(Required action A): Which judges does the court opinion list as sitting on the panel that heard the case?

417 Pa. Super. 15 611 A.2d 1239

611 A.2d 1239

GARDEN STATE STANDARDBRED SALES CO., INC., Appellant, v. Clarence (Herb) SEESE, Clarence I. Seese and Leah M. Seese, his Wife, as Tenants by Entireties, Appellees.

Superior Court of Pennsylvania.

Submitted Feb. 10, 1992.

Filed June 24, 1992.

*17Nicholas D. Krawec, Pittsburgh, for appellant.

Jay D. Marinstein, Pittsburgh, for appellees.

Before DEL SOLE, TAMILIA and HESTER, JJ.

DEL SOLE, Judge:

Appellant, Garden State Standardbred Sales Company, Inc., obtained an arbitration award against Appellee, Clarence Seese. Judgment was entered in the Superior Court of New Jersey and thereafter filed in Pennsylvania pursuant to the Uniform Enforcement of Foreign Judgments Act, 42 Pa.C.S.A. § 4306. Subsequently, Appellant took the deposition of Clarence Seese in the offices of Appellant’s counsel, and garnishment proceedings were commenced by filing interrogatories on Clarence I. Seese and Leah M. Seese, his wife, as tenants by the entireties, and garnishees. Mr. and Mrs. Seese filed preliminary objections claiming that as tenants by the entireties they were immune from garnishment, and that under Rules 3144 and 3253, Pa.R.C.P., 42 Pa.C.S., Appellant’s interrogatories were improper. The Honorable Judith Friedman, Court of Common Pleas, Allegheny County, granted the Appellees’ preliminary objections, finding that a tenancy by the entireties can not be garnished, that garnishment proceedings were improperly used to invalidate the conveyance of individually owned property into an entireties account, and that an action in equity under Section 4 of the Fraudulent Conveyance Act was the proper procedure to follow to invalidate the allegedly fraudulent conveyance. This appeal followed.

(Material for this task):
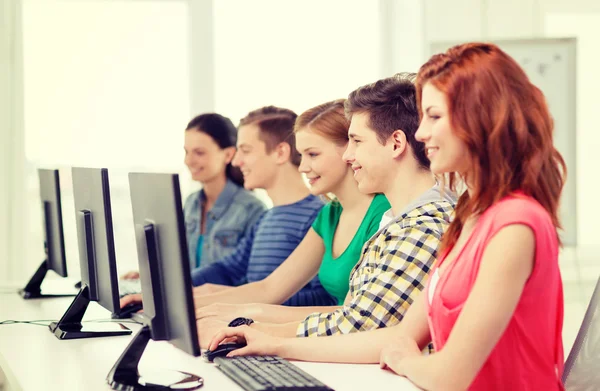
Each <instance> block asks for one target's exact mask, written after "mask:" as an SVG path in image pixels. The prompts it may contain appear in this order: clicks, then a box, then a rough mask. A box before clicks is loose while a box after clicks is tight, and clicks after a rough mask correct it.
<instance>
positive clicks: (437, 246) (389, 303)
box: [296, 200, 454, 337]
mask: <svg viewBox="0 0 600 391" xmlns="http://www.w3.org/2000/svg"><path fill="white" fill-rule="evenodd" d="M453 211H454V204H453V203H452V202H449V201H448V200H439V201H432V202H428V203H425V204H422V205H419V206H417V207H415V208H414V209H412V210H409V211H408V212H406V213H404V214H403V215H401V216H400V217H398V218H397V219H394V220H393V221H392V222H391V223H389V224H388V225H386V226H385V227H383V228H382V229H380V230H379V231H378V232H377V234H375V235H374V236H373V237H372V238H371V239H370V240H369V241H368V242H367V243H365V245H364V246H363V250H362V256H361V259H360V261H359V262H358V263H357V264H356V266H355V267H354V269H353V270H352V273H351V274H350V290H349V298H347V299H346V303H345V304H344V306H343V307H342V308H339V309H337V310H335V311H333V312H329V313H314V314H311V315H309V316H308V317H307V318H306V319H305V320H304V321H303V322H302V323H300V325H299V326H298V328H297V330H296V335H297V336H298V337H312V336H322V335H334V334H348V333H351V332H355V331H363V330H371V329H376V328H381V327H389V326H393V325H395V324H398V323H399V322H400V321H401V320H402V318H403V317H404V314H405V313H406V310H408V308H409V307H410V305H411V304H412V303H413V301H414V300H415V298H416V297H417V295H418V294H419V293H420V292H421V291H422V290H423V289H424V287H425V281H426V277H427V275H428V273H429V271H430V269H431V267H432V265H433V262H434V260H435V257H436V253H437V250H438V247H439V245H440V243H441V238H442V234H443V232H444V230H445V229H446V227H447V226H448V224H449V223H450V215H451V214H452V212H453Z"/></svg>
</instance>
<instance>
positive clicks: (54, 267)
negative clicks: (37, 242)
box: [19, 169, 73, 299]
mask: <svg viewBox="0 0 600 391" xmlns="http://www.w3.org/2000/svg"><path fill="white" fill-rule="evenodd" d="M38 176H39V180H40V199H41V201H42V224H43V231H44V253H45V259H44V261H43V262H42V264H41V265H40V267H39V268H38V269H37V271H36V272H35V273H34V274H33V276H32V277H31V279H30V280H29V282H28V283H27V285H25V288H23V289H21V290H19V293H20V294H21V296H22V297H23V298H25V299H39V298H47V297H64V296H73V294H44V293H42V289H41V285H42V281H44V277H46V273H47V272H48V270H54V272H56V274H58V275H59V276H61V277H67V260H66V256H65V240H64V234H63V223H62V208H61V202H60V179H59V176H58V170H45V169H39V170H38Z"/></svg>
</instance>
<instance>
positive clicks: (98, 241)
mask: <svg viewBox="0 0 600 391" xmlns="http://www.w3.org/2000/svg"><path fill="white" fill-rule="evenodd" d="M71 172H72V177H73V195H74V201H75V217H76V226H77V240H78V247H79V262H80V265H81V289H80V290H79V293H78V294H77V296H76V297H75V299H74V300H73V303H71V305H70V306H69V308H68V309H67V311H66V312H65V314H64V315H63V316H62V318H61V319H60V320H59V321H58V322H52V323H51V324H50V326H49V328H50V331H52V332H53V333H54V335H55V336H56V337H57V338H59V339H75V338H90V337H106V336H115V335H128V334H131V330H129V329H128V328H126V327H125V326H123V325H121V324H119V323H114V324H110V323H102V325H101V327H97V326H98V324H95V325H87V324H86V325H85V326H83V325H82V323H81V321H82V319H83V316H84V314H85V311H86V309H87V307H88V305H89V303H90V302H91V301H96V302H98V304H100V305H101V306H103V307H104V308H106V309H107V310H109V311H111V312H112V313H113V315H118V314H119V312H120V306H119V287H118V285H117V263H116V259H115V242H114V236H113V223H112V212H111V208H110V190H109V184H108V170H107V169H105V168H101V169H97V168H80V167H74V168H72V171H71Z"/></svg>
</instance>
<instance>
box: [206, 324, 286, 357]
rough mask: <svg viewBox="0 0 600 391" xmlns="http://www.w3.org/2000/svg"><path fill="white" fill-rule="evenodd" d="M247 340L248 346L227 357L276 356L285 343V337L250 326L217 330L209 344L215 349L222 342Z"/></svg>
mask: <svg viewBox="0 0 600 391" xmlns="http://www.w3.org/2000/svg"><path fill="white" fill-rule="evenodd" d="M232 340H233V341H235V342H245V343H246V346H245V347H243V348H241V349H237V350H234V351H233V352H230V353H229V354H227V357H235V356H252V355H258V356H274V355H281V353H280V351H281V348H282V346H283V345H284V338H279V337H273V336H270V335H267V334H264V333H262V332H260V331H258V330H255V329H253V328H251V327H250V326H239V327H227V328H225V329H222V330H221V331H219V332H217V334H216V335H215V336H214V337H213V339H212V341H211V342H210V344H209V345H208V348H209V349H210V350H214V349H216V348H217V346H219V344H220V343H222V342H229V341H232Z"/></svg>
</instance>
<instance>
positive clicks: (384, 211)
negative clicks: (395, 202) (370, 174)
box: [368, 194, 392, 216]
mask: <svg viewBox="0 0 600 391" xmlns="http://www.w3.org/2000/svg"><path fill="white" fill-rule="evenodd" d="M391 207H392V206H391V205H390V203H389V201H388V199H387V198H386V197H385V195H383V194H376V195H375V197H373V201H372V202H371V205H370V206H369V211H368V213H374V214H377V215H379V216H381V215H383V214H384V213H385V212H386V211H388V210H389V209H390V208H391Z"/></svg>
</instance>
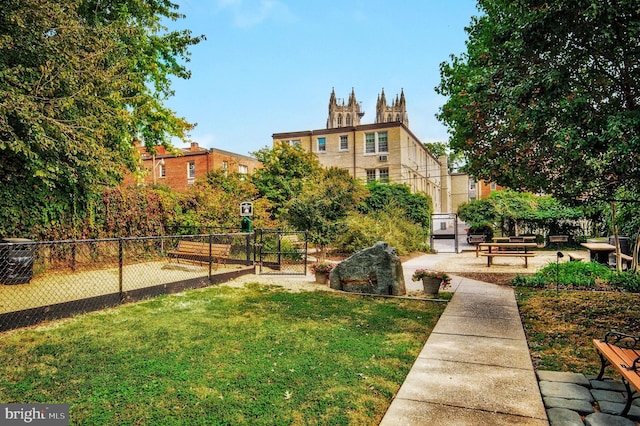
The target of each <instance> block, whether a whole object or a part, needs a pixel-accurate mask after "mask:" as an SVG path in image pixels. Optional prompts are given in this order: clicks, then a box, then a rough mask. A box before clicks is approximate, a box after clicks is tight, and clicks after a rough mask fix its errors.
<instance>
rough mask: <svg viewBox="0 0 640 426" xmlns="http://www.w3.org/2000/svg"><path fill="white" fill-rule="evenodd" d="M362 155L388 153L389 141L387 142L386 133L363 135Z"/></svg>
mask: <svg viewBox="0 0 640 426" xmlns="http://www.w3.org/2000/svg"><path fill="white" fill-rule="evenodd" d="M364 153H365V154H376V153H383V154H388V153H389V141H388V140H387V132H379V133H365V134H364Z"/></svg>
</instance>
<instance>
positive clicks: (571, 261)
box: [567, 251, 584, 262]
mask: <svg viewBox="0 0 640 426" xmlns="http://www.w3.org/2000/svg"><path fill="white" fill-rule="evenodd" d="M567 256H569V261H570V262H580V261H582V259H584V255H583V254H582V253H580V252H575V251H570V252H568V253H567Z"/></svg>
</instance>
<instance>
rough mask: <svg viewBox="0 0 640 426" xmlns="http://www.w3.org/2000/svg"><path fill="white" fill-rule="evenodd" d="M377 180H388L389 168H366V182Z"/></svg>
mask: <svg viewBox="0 0 640 426" xmlns="http://www.w3.org/2000/svg"><path fill="white" fill-rule="evenodd" d="M374 180H379V181H380V182H384V183H388V182H389V169H386V168H385V169H367V183H368V182H373V181H374Z"/></svg>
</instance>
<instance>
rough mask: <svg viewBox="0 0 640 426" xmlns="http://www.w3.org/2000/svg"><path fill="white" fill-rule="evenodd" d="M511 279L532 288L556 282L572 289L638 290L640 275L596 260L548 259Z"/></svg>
mask: <svg viewBox="0 0 640 426" xmlns="http://www.w3.org/2000/svg"><path fill="white" fill-rule="evenodd" d="M512 282H513V284H514V285H517V286H523V287H533V288H552V287H554V286H555V285H556V284H557V285H558V286H560V287H561V288H571V289H600V290H609V289H618V290H624V291H628V292H631V293H638V292H639V291H640V276H638V275H637V274H634V273H632V272H626V271H624V272H617V271H614V270H611V269H610V268H608V267H607V266H605V265H602V264H600V263H597V262H563V263H560V264H555V263H550V264H549V265H547V266H545V267H544V268H542V269H541V270H540V271H538V272H537V273H536V274H534V275H533V276H530V277H524V276H518V277H516V278H515V279H514V280H513V281H512Z"/></svg>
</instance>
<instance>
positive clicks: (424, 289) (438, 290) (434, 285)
mask: <svg viewBox="0 0 640 426" xmlns="http://www.w3.org/2000/svg"><path fill="white" fill-rule="evenodd" d="M441 282H442V280H441V279H440V278H423V279H422V286H423V287H424V292H425V294H426V295H427V296H431V297H436V296H438V292H439V291H440V283H441Z"/></svg>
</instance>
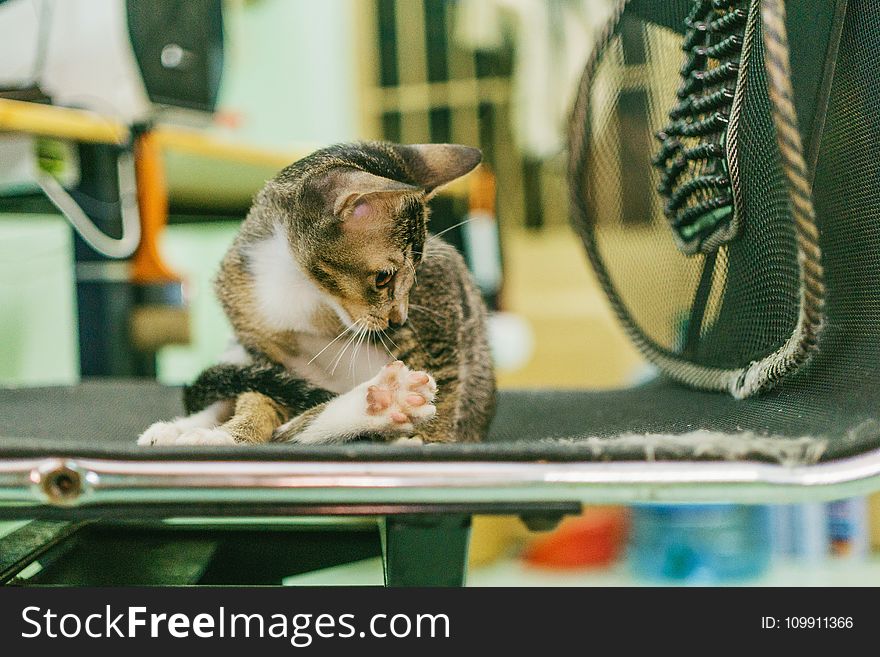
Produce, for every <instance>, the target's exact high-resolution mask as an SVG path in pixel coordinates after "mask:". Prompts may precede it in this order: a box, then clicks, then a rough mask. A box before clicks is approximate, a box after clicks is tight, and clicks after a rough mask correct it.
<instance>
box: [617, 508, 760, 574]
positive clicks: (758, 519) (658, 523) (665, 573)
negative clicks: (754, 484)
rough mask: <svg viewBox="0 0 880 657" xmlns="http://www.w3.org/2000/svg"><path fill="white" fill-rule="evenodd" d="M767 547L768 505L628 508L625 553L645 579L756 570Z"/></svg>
mask: <svg viewBox="0 0 880 657" xmlns="http://www.w3.org/2000/svg"><path fill="white" fill-rule="evenodd" d="M771 553H772V541H771V529H770V515H769V512H768V509H767V507H763V506H741V505H734V504H699V505H659V504H657V505H640V506H636V507H634V508H633V514H632V530H631V533H630V544H629V559H630V564H631V567H632V569H633V571H634V573H635V574H636V575H637V576H639V577H643V578H645V579H649V580H655V581H664V580H665V581H673V582H679V583H689V584H719V583H723V582H736V581H738V580H746V579H749V578H753V577H757V576H759V575H761V574H762V573H763V572H764V571H765V570H766V569H767V567H768V565H769V563H770V558H771Z"/></svg>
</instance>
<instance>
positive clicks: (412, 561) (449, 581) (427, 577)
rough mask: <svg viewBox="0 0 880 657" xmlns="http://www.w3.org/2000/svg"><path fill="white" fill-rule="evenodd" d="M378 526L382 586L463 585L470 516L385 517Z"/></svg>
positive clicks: (465, 570) (452, 585) (439, 585)
mask: <svg viewBox="0 0 880 657" xmlns="http://www.w3.org/2000/svg"><path fill="white" fill-rule="evenodd" d="M380 529H381V533H382V557H383V559H382V560H383V566H384V570H385V586H464V578H465V572H466V570H467V555H468V541H469V540H470V531H471V517H470V515H452V514H450V515H401V516H387V517H386V518H385V519H384V520H383V522H382V525H381V527H380Z"/></svg>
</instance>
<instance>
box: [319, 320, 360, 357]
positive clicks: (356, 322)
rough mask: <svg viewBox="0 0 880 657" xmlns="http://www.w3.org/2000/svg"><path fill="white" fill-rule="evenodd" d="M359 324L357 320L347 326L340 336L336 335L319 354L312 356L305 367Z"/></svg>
mask: <svg viewBox="0 0 880 657" xmlns="http://www.w3.org/2000/svg"><path fill="white" fill-rule="evenodd" d="M360 322H361V320H357V321H356V322H355V323H354V324H352V325H351V326H349V327H348V328H346V329H345V330H344V331H343V332H342V333H340V334H339V335H337V336H336V337H335V338H333V339H332V340H331V341H330V342H328V343H327V346H326V347H324V348H323V349H321V351H319V352H318V353H316V354H315V355H314V356H312V360H310V361H309V362H308V363H306V364H307V365H311V364H312V363H313V362H314V361H315V359H316V358H317V357H318V356H320V355H321V354H323V353H324V352H325V351H327V349H329V348H330V346H331V345H332V344H333V343H334V342H336V341H337V340H338V339H339V338H341V337H342V336H343V335H345V334H346V333H348V332H349V331H350V330H351V329H353V328H354V327H355V326H357V325H358V324H360Z"/></svg>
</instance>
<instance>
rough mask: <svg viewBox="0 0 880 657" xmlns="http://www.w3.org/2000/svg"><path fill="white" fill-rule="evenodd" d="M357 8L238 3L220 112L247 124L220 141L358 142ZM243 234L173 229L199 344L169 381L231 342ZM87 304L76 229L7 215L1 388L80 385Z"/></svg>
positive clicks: (231, 0) (161, 374) (161, 355)
mask: <svg viewBox="0 0 880 657" xmlns="http://www.w3.org/2000/svg"><path fill="white" fill-rule="evenodd" d="M356 1H358V0H321V1H320V2H317V1H313V0H237V1H236V0H230V1H229V2H227V3H226V5H225V7H226V14H225V21H226V34H227V46H226V59H225V66H226V70H225V72H224V78H223V82H222V87H221V93H220V102H219V105H220V109H221V110H222V111H224V112H229V113H232V114H234V115H237V116H239V117H240V119H241V120H240V124H239V125H238V127H235V128H214V129H213V130H214V131H215V132H218V133H221V134H222V136H223V137H228V138H231V139H234V140H236V141H242V142H245V143H248V144H253V145H257V146H263V147H266V148H272V149H273V150H284V149H289V148H293V147H295V146H297V145H302V144H304V143H305V144H326V143H330V142H336V141H345V140H350V139H353V138H356V137H357V134H356V131H357V127H356V126H357V115H358V112H357V107H356V106H355V102H356V95H355V94H356V77H355V54H354V29H355V26H354V21H353V3H354V2H356ZM254 191H256V190H254ZM235 229H236V224H204V225H190V226H173V227H171V228H169V229H168V231H167V233H166V235H165V239H164V241H163V245H162V248H163V251H164V252H165V254H166V256H167V258H168V260H169V262H170V263H171V264H172V265H173V266H174V267H175V268H176V269H177V270H178V271H179V272H180V273H182V274H183V275H184V276H185V278H186V280H187V292H186V293H187V300H188V303H189V307H190V313H191V314H190V322H191V332H192V336H193V343H192V344H191V345H189V346H185V347H183V346H180V347H178V346H175V347H167V348H164V349H162V350H161V352H160V353H159V356H158V364H159V378H160V379H161V380H162V381H165V382H168V383H177V382H182V381H186V380H188V379H190V378H192V376H193V375H194V374H195V373H197V372H198V371H199V370H200V369H201V368H203V367H204V366H205V365H208V364H210V363H211V362H213V361H214V359H216V358H217V356H218V355H219V354H220V353H221V352H222V351H223V349H224V347H225V345H226V343H227V340H228V339H229V336H230V334H231V331H230V329H229V326H228V324H227V322H226V319H225V317H224V316H223V313H222V312H221V310H220V308H219V306H218V305H217V303H216V301H214V298H213V292H212V290H211V284H210V280H211V278H212V277H213V275H214V273H215V272H216V269H217V264H218V263H219V261H220V258H221V257H222V255H223V252H224V251H225V249H226V247H227V246H228V244H229V242H230V241H231V239H232V236H233V235H234V232H235ZM75 303H76V302H75V294H74V277H73V264H72V247H71V232H70V228H69V226H68V225H67V223H66V221H65V220H64V219H62V218H61V217H52V216H39V217H35V216H21V215H18V216H17V215H4V214H0V385H4V384H5V385H9V384H13V385H19V384H20V385H41V384H62V383H70V382H73V381H75V380H76V379H77V378H78V372H79V364H78V356H77V335H76V320H75V318H76V308H75Z"/></svg>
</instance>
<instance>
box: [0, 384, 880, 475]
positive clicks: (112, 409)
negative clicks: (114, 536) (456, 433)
mask: <svg viewBox="0 0 880 657" xmlns="http://www.w3.org/2000/svg"><path fill="white" fill-rule="evenodd" d="M780 394H784V393H777V394H772V393H771V394H770V395H765V396H763V397H760V398H758V399H752V400H745V401H737V400H734V399H732V398H730V397H729V396H726V395H722V394H715V393H709V392H697V391H694V390H690V389H688V388H684V387H682V386H679V385H678V384H675V383H672V382H669V381H665V380H656V381H653V382H651V383H648V384H646V385H643V386H641V387H637V388H631V389H626V390H618V391H582V390H521V391H519V390H518V391H512V390H508V391H502V392H500V393H499V398H498V413H497V415H496V418H495V421H494V423H493V425H492V428H491V430H490V433H489V435H488V436H487V438H486V440H485V441H484V442H483V443H481V444H449V445H431V446H425V447H421V448H419V447H409V446H406V447H403V446H400V447H395V446H391V445H385V444H376V443H368V442H359V443H349V444H345V445H331V446H308V447H306V446H302V445H291V444H272V445H259V446H246V447H222V448H220V447H198V448H195V447H165V448H143V447H138V446H137V445H135V438H136V437H137V435H138V434H139V433H140V432H141V431H143V429H144V428H146V427H147V426H148V425H149V424H151V423H152V422H154V421H156V420H160V419H169V418H171V417H174V416H175V415H179V414H180V413H181V410H182V407H181V401H180V390H179V389H178V388H172V387H165V386H161V385H159V384H156V383H154V382H143V381H134V380H93V381H86V382H83V383H81V384H79V385H76V386H69V387H49V388H20V389H0V458H10V457H23V456H46V455H58V456H64V455H77V456H95V457H113V458H123V459H151V460H152V459H172V458H173V459H180V458H186V459H199V460H202V459H218V458H219V459H224V460H228V459H247V460H254V459H267V460H421V461H431V460H444V461H448V460H456V461H460V460H492V461H505V460H509V461H537V460H541V461H612V460H615V461H617V460H626V461H633V460H636V461H638V460H675V461H682V460H758V461H769V462H781V463H786V464H806V463H814V462H817V461H827V460H832V459H838V458H842V457H846V456H851V455H855V454H859V453H861V452H865V451H868V450H871V449H874V448H876V447H877V446H878V445H880V423H878V422H877V420H876V419H875V417H874V415H873V414H871V413H870V412H869V410H870V407H869V405H867V404H860V403H859V400H858V398H852V397H851V398H849V399H845V400H828V403H826V404H822V405H819V406H818V407H812V408H811V409H810V412H801V409H799V408H798V405H797V404H792V403H791V400H786V402H785V403H783V402H782V401H780V399H779V395H780ZM814 401H815V400H814ZM862 406H864V408H862ZM866 409H868V410H866Z"/></svg>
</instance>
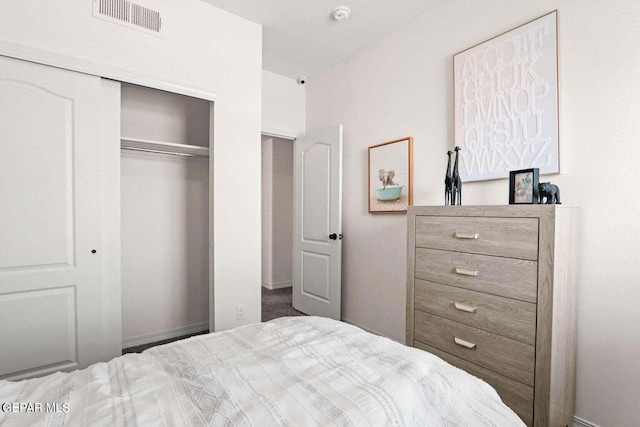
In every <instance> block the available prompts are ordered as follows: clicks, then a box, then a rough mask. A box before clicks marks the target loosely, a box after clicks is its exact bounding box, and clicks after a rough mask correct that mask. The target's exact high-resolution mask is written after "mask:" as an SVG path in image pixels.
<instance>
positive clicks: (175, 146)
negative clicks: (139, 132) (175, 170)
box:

(Required action B): How many lines of the rows contain the word "then"? Give only the number.

(Result A): Del Sole, Tamilia and Hester.

(Result B): 4